Begin with the first line of the entries below. Copy each line exactly, stopping after the one that contains "x=392 y=775".

----------

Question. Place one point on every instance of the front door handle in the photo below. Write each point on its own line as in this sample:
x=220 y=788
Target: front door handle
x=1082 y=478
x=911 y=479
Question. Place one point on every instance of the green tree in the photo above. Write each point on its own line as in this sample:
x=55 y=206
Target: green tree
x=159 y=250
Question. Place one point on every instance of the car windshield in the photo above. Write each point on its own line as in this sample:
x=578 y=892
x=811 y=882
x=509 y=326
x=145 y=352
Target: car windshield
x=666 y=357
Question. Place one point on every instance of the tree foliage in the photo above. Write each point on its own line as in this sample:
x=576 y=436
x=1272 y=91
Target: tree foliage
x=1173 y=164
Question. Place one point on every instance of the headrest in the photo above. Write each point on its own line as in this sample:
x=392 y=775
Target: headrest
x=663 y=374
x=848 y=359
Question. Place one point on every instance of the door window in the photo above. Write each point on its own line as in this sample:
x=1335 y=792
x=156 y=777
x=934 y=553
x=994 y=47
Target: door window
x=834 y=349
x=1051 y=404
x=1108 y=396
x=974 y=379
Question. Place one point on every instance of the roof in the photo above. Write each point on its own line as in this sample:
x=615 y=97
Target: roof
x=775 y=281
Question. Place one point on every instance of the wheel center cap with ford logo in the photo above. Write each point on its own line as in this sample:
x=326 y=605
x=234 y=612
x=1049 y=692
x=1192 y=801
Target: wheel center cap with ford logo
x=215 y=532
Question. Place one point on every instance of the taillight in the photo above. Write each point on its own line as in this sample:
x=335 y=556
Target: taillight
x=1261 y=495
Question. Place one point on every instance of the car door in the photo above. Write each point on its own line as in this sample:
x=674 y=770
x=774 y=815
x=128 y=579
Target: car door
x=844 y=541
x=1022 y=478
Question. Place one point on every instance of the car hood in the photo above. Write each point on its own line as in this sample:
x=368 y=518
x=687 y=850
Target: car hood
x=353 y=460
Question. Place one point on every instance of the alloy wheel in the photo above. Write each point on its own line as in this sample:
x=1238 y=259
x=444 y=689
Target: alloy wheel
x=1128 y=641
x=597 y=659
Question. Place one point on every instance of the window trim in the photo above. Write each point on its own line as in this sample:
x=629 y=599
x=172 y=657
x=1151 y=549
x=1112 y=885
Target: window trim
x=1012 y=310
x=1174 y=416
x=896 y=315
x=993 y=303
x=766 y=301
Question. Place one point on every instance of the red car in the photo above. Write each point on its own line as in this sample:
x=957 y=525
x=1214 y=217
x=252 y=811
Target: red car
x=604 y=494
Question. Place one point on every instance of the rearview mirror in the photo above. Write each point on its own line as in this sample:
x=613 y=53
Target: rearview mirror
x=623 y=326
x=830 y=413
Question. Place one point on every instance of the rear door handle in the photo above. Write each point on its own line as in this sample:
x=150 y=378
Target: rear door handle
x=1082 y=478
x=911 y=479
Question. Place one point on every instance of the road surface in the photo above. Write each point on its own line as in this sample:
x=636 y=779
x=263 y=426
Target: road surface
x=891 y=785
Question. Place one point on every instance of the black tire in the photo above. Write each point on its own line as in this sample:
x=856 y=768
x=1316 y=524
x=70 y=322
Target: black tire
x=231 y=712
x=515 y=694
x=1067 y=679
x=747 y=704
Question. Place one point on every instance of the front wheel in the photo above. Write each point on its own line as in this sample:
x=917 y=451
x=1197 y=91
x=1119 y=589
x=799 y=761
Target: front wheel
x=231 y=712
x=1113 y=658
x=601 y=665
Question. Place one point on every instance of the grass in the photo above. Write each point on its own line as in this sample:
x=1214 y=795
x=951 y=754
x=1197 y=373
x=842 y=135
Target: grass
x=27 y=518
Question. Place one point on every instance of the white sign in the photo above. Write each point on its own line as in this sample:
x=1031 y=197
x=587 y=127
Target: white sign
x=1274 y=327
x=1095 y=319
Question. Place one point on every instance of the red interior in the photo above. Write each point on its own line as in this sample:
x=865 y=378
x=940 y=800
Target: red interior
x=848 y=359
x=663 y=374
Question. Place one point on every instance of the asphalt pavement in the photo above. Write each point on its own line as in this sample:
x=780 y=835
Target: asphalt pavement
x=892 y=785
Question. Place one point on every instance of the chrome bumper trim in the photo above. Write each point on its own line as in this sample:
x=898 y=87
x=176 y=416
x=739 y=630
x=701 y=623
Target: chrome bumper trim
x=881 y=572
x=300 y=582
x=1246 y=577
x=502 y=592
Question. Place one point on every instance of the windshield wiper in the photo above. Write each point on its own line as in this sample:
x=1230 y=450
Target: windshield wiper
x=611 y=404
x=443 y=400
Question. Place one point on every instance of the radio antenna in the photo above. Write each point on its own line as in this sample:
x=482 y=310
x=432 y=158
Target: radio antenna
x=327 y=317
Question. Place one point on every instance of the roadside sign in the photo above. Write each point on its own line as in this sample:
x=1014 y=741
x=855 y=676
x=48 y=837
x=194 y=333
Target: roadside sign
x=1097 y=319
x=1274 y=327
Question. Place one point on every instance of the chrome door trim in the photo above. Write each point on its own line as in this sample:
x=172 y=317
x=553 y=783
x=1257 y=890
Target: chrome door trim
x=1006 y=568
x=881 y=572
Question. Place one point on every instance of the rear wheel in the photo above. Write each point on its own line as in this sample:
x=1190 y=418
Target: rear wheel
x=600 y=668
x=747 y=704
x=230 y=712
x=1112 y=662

----------

### [Your solution]
Question. Place one point on every instance of the front door handle in the photo below. Write each point on its own line as in this sample:
x=220 y=788
Target: front door handle
x=1082 y=478
x=911 y=479
Question. Place one point on every instance of the green tree in the photo above. Write each point on its own line as in this sample:
x=55 y=206
Target: green tree
x=159 y=250
Question. Place one point on every instance of the car windshield in the photo above. Write each point on its own line as in this sample:
x=578 y=892
x=811 y=882
x=509 y=326
x=145 y=352
Target: car windshield
x=666 y=357
Question. Place one point on every instance of the tree foliage in the photo above. Write each point on its own line as in this sample:
x=576 y=436
x=1272 y=91
Target: tree foliage
x=1173 y=164
Question. Place one point on every instance of the headrest in the photo above. Write each point on its own line as in this sample:
x=392 y=775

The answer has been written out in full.